#### Set problem:
Rewrite the listing, starting at the line that contains "Task: set one pin on each instance of the paved" and stopping after the final line of the listing, with the requests included. Raise every coordinate in the answers by 57, leave the format samples in the requests unchanged, and omit the pictures.

[Location identification listing]
╭──

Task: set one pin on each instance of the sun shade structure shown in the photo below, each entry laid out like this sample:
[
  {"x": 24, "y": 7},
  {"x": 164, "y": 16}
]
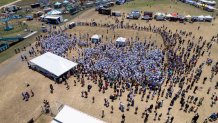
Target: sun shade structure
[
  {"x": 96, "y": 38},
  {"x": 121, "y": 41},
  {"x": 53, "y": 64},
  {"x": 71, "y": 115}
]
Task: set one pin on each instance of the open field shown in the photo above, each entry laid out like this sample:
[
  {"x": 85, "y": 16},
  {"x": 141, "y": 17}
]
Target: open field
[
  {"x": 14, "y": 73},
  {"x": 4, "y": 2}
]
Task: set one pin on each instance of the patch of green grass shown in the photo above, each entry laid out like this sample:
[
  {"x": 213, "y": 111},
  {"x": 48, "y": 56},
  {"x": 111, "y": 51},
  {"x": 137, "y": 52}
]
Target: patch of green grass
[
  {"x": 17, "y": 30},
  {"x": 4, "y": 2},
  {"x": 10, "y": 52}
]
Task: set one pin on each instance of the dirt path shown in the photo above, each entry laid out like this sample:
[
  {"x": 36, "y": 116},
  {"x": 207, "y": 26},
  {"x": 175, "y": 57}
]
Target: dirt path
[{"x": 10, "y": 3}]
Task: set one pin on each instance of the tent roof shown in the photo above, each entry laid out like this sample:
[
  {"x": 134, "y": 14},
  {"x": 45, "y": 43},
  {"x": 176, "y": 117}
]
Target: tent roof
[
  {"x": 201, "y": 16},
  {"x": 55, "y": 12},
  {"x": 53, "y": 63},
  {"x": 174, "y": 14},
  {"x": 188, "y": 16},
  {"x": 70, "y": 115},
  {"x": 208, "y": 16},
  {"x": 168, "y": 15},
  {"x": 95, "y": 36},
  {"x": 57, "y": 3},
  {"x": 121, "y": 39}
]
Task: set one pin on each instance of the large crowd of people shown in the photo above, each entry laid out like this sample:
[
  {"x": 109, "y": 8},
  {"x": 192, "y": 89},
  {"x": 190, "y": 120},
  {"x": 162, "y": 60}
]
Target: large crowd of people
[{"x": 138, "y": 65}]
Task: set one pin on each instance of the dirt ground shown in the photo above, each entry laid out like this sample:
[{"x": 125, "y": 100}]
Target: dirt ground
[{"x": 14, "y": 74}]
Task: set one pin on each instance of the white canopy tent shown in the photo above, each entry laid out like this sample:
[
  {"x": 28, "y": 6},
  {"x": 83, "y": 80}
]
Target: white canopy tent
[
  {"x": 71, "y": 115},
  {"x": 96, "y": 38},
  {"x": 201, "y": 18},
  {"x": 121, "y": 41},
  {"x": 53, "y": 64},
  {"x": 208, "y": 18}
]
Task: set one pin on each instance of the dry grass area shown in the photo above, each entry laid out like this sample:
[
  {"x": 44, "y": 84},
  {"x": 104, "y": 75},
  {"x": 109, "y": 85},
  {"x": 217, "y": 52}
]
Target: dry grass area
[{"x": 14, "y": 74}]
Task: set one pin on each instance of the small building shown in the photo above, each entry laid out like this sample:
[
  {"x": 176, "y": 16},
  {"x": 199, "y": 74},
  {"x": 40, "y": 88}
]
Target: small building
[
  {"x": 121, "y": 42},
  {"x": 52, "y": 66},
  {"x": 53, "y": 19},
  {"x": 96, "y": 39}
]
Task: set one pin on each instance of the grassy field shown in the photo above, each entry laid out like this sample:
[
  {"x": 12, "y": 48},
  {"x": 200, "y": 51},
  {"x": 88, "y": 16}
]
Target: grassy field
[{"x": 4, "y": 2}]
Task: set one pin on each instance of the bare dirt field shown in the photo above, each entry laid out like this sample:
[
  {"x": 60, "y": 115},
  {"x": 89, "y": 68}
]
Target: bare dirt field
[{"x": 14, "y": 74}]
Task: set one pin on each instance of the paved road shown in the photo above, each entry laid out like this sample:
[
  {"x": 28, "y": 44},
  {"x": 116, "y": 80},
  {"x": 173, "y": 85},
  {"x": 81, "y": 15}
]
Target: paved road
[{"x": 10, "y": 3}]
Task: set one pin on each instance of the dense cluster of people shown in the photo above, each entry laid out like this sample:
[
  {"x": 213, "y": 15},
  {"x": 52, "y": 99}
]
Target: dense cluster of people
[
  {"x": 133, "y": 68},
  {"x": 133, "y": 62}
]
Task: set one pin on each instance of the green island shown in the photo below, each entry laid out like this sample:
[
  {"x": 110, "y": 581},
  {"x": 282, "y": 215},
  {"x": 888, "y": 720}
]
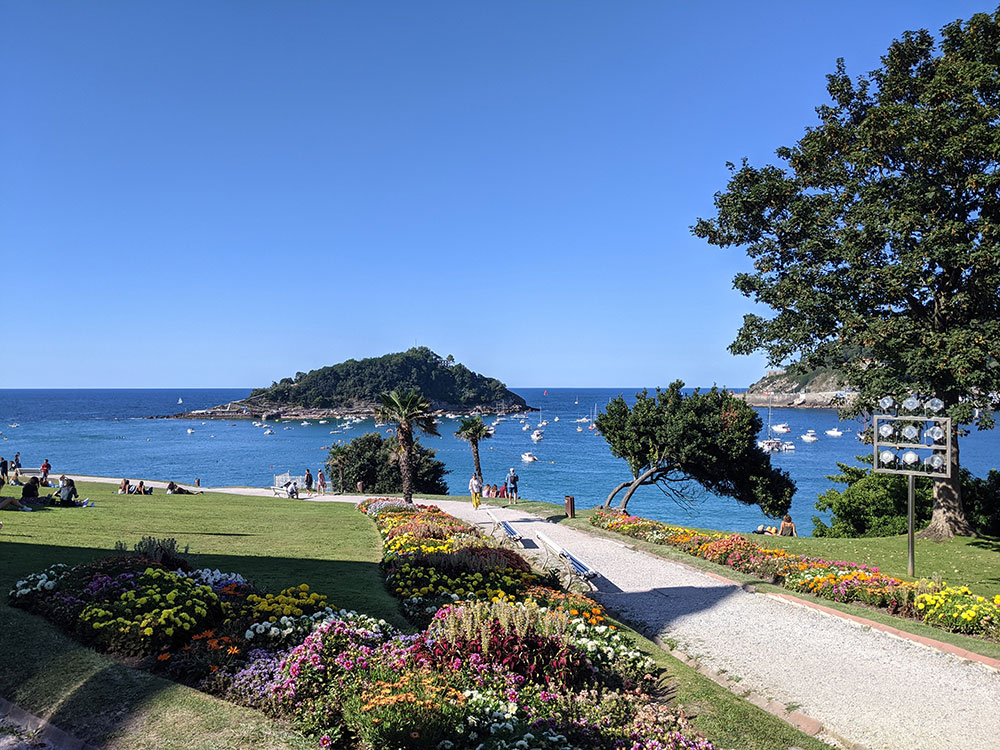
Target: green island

╰──

#### Task result:
Task: set one pin on each instance of the paved road shown in the photo above, each entry laid out like this sample:
[
  {"x": 28, "y": 44},
  {"x": 116, "y": 80},
  {"x": 173, "y": 85},
  {"x": 81, "y": 15}
]
Target: paved road
[{"x": 67, "y": 60}]
Task: set one pin on each instance of the dense cluster of people shown in the photo above, each entry laid out like this sample:
[
  {"x": 213, "y": 15},
  {"x": 52, "y": 99}
]
Target: dense cluster of people
[
  {"x": 190, "y": 125},
  {"x": 190, "y": 119}
]
Task: set one pin on each instance of the green island shown in the photo below, each entry laid out like this sample:
[
  {"x": 110, "y": 581},
  {"x": 282, "y": 215},
  {"x": 888, "y": 720}
]
Target: green island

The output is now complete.